_EXCERPTED PASSAGE:_

====================

To fix this problem, Joe Lieberman would:

Protecting the Rights of Undocumented Immigrants

The Bush Administration has too often treated undocumented immigrants unacceptably harshly, often using terrorism as a justification.  We must improve and restore the integrity of the naturalization process.   Two particular areas Joe Lieberman believes are in need of reform are:

The September 11 Detainees:
On June 2, 2003, the Inspector General for the Department of Justice released a report detailing problems with the treatment of hundreds of undocumented immigrants arrested in the weeks after September 11, 2001.  The report revealed disturbing details about mishandling and abuse inflicted by our Department of Justice on people in no way linked to terrorism.  There was no evidence of criminal law violations against most of the detainees, yet they were denied access to counsel and their families, and imprisoned in harsh and abusive conditions for months without their cases being reviewed.

In the days after September 11, law enforcement's number one imperative was to prevent additional terrorist attacks.  Nevertheless the Department of Justice should have moved more quickly to review the cases of the hundreds of people it had incarcerated.

Mandatory detention of Haitians and other undocumented immigrants:
In April of 2003, Attorney General Ashcroft issued a decision that requires the automatic detention of all Haitians and others trying to enter the U.S by sea.  The decision means that people seeking asylum automatically will be detained without a chance to request release on bond at a hearing.  The Attorney General has not demonstrated why we should be throwing in prison people who are seeking freedom in this country, even when they pose no flight risk or no danger to the community.

Many refugees from other countries are fleeing because their lives are in danger in their home country.  Each year, hundreds of Haitians are granted political asylum.  We have always held our nation open to people fleeing persecution.  Undocumented immigrants should be entitled to a hearing to determine whether they should be released on bond, if they pose no flight risk and are not dangers to the community.

Joe Lieberman would ensure that undocumented immigrants in detention:

He also would guarantee that:

Improving Identification

Mexican consulates in the U.S. issue identity documents (the matricula consular) for use by its citizens.  Although not eligible for federal benefits, undocumented immigrants can use the IDs in those states, localities and banks that recognize them.  The Department of Treasury is considering clamping down on the acceptance of the documents by banks.  Instead, Joe Lieberman believes banks and state and local governments should be encouraged to recognize the documents.

When undocumented immigrants are forced to live in the shadows, they are more likely to be preyed upon.  The ID cards enable hard-working immigrants to interact with their local governments, and obtain available services and information.  Bank accounts help consumers build assets and avoid high cost financial services, such as check cashers and payday lenders.

Enabling immigrants to open bank accounts also serves law enforcement purposes.  It helps deter crimes against undocumented immigrants, as immigrants often become the targets of robberies and assaults because they are known to carry large amounts of cash on payday.  The acceptance of alternative identification also helps law enforcement combat money laundering and terrorism. Banks and thrifts, in comparison to other financial providers, are subject to federal regulation, and more extensive record keeping and reporting requirements.

====================

_TASKS AND EXERCISES:_
1. In the immigration policy passage, on what date did the Justice Department's Inspector General release the report on the September 11 detainees?
2. Continue the immigration policy passage with a paragraph or two that pick up after its final sentence.
The rows after this passage play no part in what you are asked here.

_SUPPLIED DATA:_
====================

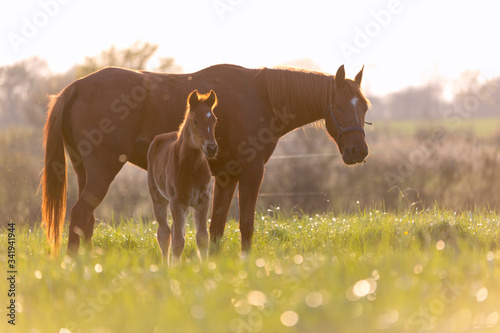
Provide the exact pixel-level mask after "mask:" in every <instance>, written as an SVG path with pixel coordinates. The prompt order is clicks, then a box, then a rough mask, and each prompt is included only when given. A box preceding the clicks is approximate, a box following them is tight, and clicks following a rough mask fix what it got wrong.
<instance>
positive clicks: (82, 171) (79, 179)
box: [70, 154, 95, 250]
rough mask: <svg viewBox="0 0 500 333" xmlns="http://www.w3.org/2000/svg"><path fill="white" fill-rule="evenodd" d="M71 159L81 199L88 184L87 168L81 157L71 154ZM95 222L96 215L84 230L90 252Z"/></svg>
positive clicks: (91, 244) (83, 234)
mask: <svg viewBox="0 0 500 333" xmlns="http://www.w3.org/2000/svg"><path fill="white" fill-rule="evenodd" d="M70 158H71V163H72V165H73V169H74V170H75V174H76V178H77V181H78V198H80V196H81V195H82V192H83V189H84V188H85V184H86V182H87V173H86V171H85V167H84V165H83V162H82V159H81V157H79V158H77V157H76V156H74V155H73V154H71V155H70ZM94 222H95V218H94V214H92V215H91V216H90V218H89V221H88V222H87V226H86V227H85V229H84V230H83V241H84V246H85V247H86V248H87V249H88V250H91V249H92V235H93V234H94Z"/></svg>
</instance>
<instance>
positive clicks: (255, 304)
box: [247, 290, 267, 306]
mask: <svg viewBox="0 0 500 333" xmlns="http://www.w3.org/2000/svg"><path fill="white" fill-rule="evenodd" d="M247 301H248V303H249V304H252V305H255V306H263V305H264V304H265V303H266V301H267V297H266V294H264V293H263V292H262V291H260V290H251V291H250V292H249V293H248V294H247Z"/></svg>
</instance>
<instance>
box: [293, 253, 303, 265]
mask: <svg viewBox="0 0 500 333" xmlns="http://www.w3.org/2000/svg"><path fill="white" fill-rule="evenodd" d="M303 261H304V257H302V256H301V255H300V254H297V255H295V256H294V257H293V262H294V263H296V264H297V265H300V264H302V262H303Z"/></svg>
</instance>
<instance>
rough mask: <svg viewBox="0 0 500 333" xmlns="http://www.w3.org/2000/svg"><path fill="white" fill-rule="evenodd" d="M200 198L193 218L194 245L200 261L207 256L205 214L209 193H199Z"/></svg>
mask: <svg viewBox="0 0 500 333" xmlns="http://www.w3.org/2000/svg"><path fill="white" fill-rule="evenodd" d="M200 195H202V198H201V199H200V202H199V204H198V206H197V207H196V210H195V213H194V218H195V223H196V246H197V247H198V257H199V258H200V261H202V262H203V261H206V260H207V258H208V230H207V214H208V204H209V201H210V195H209V193H208V192H206V193H202V194H200Z"/></svg>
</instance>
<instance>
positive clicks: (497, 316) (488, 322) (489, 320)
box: [486, 311, 498, 328]
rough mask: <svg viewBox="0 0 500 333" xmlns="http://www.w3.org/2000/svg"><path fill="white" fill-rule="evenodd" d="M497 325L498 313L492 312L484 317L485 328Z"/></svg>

====================

_RESPONSES TO THE EXERCISE:_
1. June 2, 2003.

2.
The matricula consular documents are just as reliable as state driver's licenses.  And if necessary Joe Lieberman will urge the Mexican government to add even stronger security features to the ID card.

Achieving the American Dream

The American Dream Fund:  The divisive debate over English only proposals ignores a basic reality -- most new Americans want to learn English, because they know it is essential to economic success in this country, but they often can't get access to the necessary educational programs.   According to the National Center for ESL Literacy Education, waiting lists for ESL classes in many urban areas are so long that some immigrants have to wait years before finding space.  In many rural areas, by contrast, there are no classes offered at all.

Instead of trying to take away parts of immigrants' native culture, Joe Lieberman believes we should affirmatively help new Americans learn English -- by widening access to effective educational programs.   His goal is to expand opportunities for new Americans to learn English so they can participate more fully in the workforce, without discouraging the continued use of other languages.

To achieve that goal, he would:
Create a new public-private partnership -- the American Dream Fund -- that would raise money to create new English language classes where the need is greatest.   This new initiative would be chartered by Congress, launched with federal seed money, and grown by asking successful immigrants to give something back so others can reap the opportunities America promises.

The DREAM Act: The bipartisan DREAM Act would make it easier for some students who are undocumented immigrants to attend universities in the U.S., and to apply for permanent residency after school or serving in the Armed Forces.  Joe Lieberman believes we must push for immediate passage of the legislation.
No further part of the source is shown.